Page excerpt =>
____________________

Art is unmeasurable, even immeasurable, as opposed to science which is by definition measurable. So art is Subject/Feeling, and science is Object/Thinking. The goal of art is to advance to the point of no longer being art, but instead to become or at least give birth to new science. But art always precedes science, a compelling example of which is linear perspective in Renaissance painting, which was a shot across the bow at the Enlightenment’s scientific process of measuring observable and repeatable phenomena, a process which to this day most westerners consider to be the one true means of learning about and understanding the universe, at least, that is, if they have moved beyond a traditional religious point of view. Concurrently with those scientific developments, art has been primarily a matter of refining interior Subject using Introverted Feeling paired with Extraverted Thinking, with Object on the outside or as the product, exploring all the myriad combinations of objects based on the underlying, unifying concepts derived from an abstract internal God or authority, which for two millennia previously had been expressed as the external monotheistic or authoritarian leader. 

But again, that foundation of an internal authority is becoming less and less effective, and it is time to begin exploring directly and in earnest all of the objects/Objects that have arisen from that traditional mode of enquiry, and in exploring them try to determine what type of super-structure might allow us to coordinate and make sense of them all, which unifying idea is or will be the theme of the next great external Subject, and which will most easily be navigated via Extraverted Feeling (iper-soggetto) paired with Introverted Thinking (aseità). That is exactly the type of work that Plato did in his own time, and as wrong or simply incomplete as his philosophy has been shown since then to be, in his era he was one of a tiny handful of the most advanced thinkers yet to exist, at least among those who left a record. Art produced without relying on the heretofore taken for granted “artistic personality” as derived from an internal Subject, together with a far more complex extension of “Plato-like” philosophy, is what humanity now needs going forward, and as far as I can tell, an attempt to do such work is exactly what Costa means by esthetic research, though I am decidedly less certain as to whether he would in any way agree with my interpretation of this subject matter.

To the best of my ability to understand, and in fact given his discovery of this phenomenon over thirty years ago this makes a great deal of sense to me, Costa seems to focus primarily on the transition of Object from external to internal, along with the attendant weakening, exhaustion, or debolimento of its previous interior Subject, while the consequent establishment or discovery of a new external Subject is left as something of an exercise for the reader to work out for themself. I personally, on the other hand, am far more fascinated with and motivated by the latter part, the attempt to discover some new external Subject, though I do specifically mean the attempt itself without any real hope of a full and conclusive discovery, which I suspect is beyond my own means or possibly even the means of humanity at this time, just as ancient Greek thought needed to be elaborated and explored for some two thousand years. And yet as I’ve written before, to be present at the beginning of this new chapter in human history is an amazing and wondrous opportunity.

____________________

Given records =>
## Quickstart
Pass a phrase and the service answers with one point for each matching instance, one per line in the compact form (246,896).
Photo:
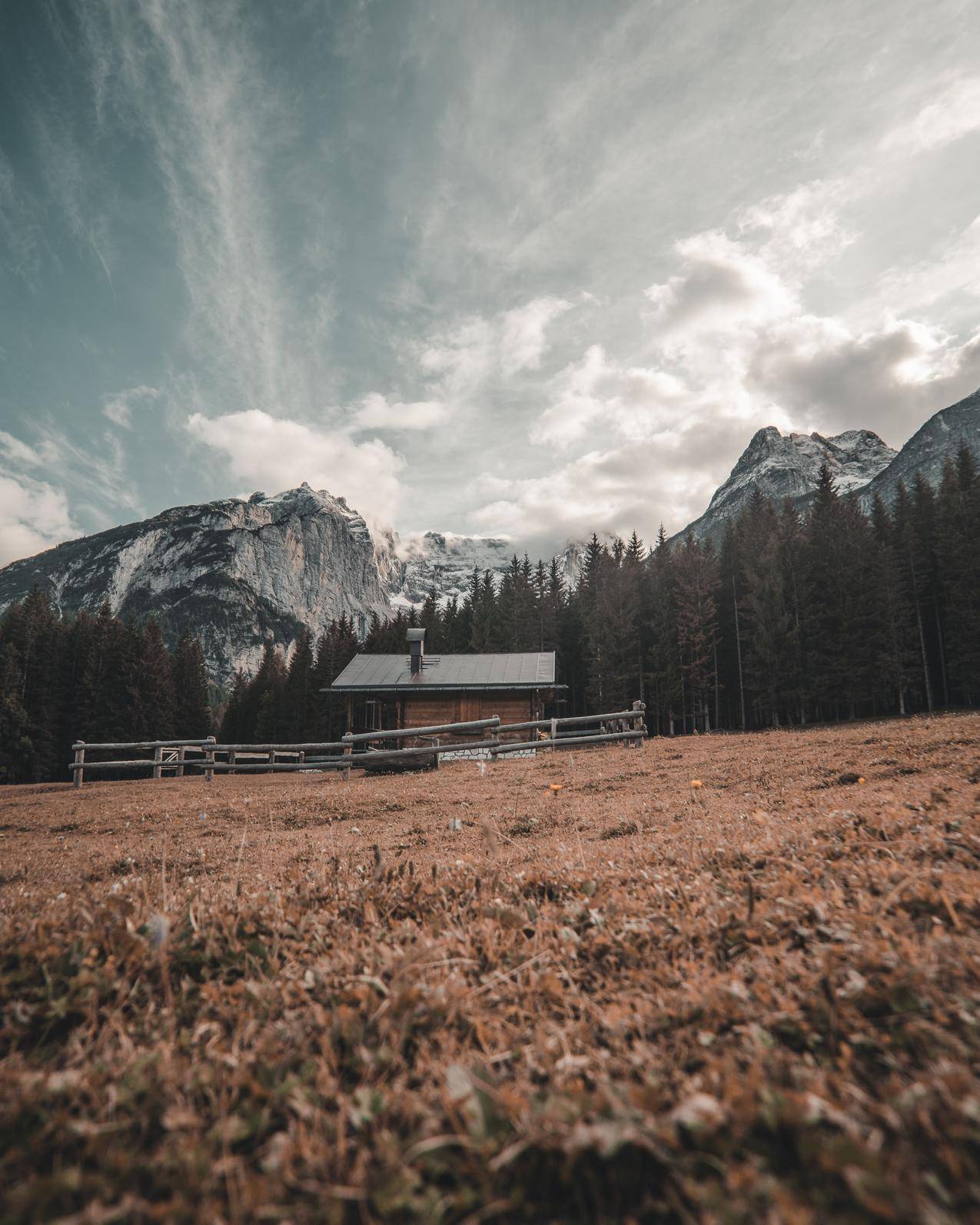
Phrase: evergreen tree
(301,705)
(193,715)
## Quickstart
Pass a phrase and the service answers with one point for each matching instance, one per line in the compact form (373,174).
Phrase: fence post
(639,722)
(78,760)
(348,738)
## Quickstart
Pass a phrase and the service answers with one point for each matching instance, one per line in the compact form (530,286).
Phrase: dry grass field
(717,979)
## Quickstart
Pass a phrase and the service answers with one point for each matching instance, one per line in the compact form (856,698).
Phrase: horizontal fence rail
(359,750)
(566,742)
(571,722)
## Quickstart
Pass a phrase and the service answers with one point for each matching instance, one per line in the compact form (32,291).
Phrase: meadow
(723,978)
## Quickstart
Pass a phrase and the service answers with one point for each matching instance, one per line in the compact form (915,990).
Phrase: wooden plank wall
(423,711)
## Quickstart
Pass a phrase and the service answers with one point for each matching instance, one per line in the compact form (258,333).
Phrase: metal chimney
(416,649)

____________________

Exercises to complete =>
(1) In the essay on art and science, what is the compelling example of art preceding science?
(2) Swap "service" for "endpoint" in all the records, keep everything else as it is, and leave the pictures out of your reply.
The essay on art and science and the records are unrelated pieces of material.

Completed exercise =>
(1) Linear perspective in Renaissance painting.

(2)
## Quickstart
Pass a phrase and the endpoint answers with one point for each matching instance, one per line in the compact form (246,896).
Photo:
Phrase: evergreen tree
(301,705)
(193,715)
## Quickstart
Pass a phrase and the endpoint answers with one point for each matching instance, one per line in the compact form (373,174).
Phrase: fence post
(639,722)
(78,760)
(348,738)
## Quickstart
Pass a phrase and the endpoint answers with one point for each matching instance, one per line in the compact form (530,286).
Phrase: dry grass field
(717,979)
## Quickstart
Pass a phrase and the endpoint answers with one point for each matching instance, one per line in the compact form (856,698).
Phrase: horizontal fence rail
(359,750)
(566,742)
(571,722)
## Quickstart
Pass a phrase and the endpoint answers with one point for each matching instance, one per line in the compact form (32,291).
Phrase: meadow
(723,978)
## Quickstart
Pass a phrase and the endpoint answers with one point for each matching instance, one per line in the compact form (915,990).
Phrase: wooden plank wall
(423,711)
## Quickstart
Pass a phrase and the endpoint answers with one point for each matching instance, one per line in the compact form (258,333).
Phrase: metal chimney
(416,649)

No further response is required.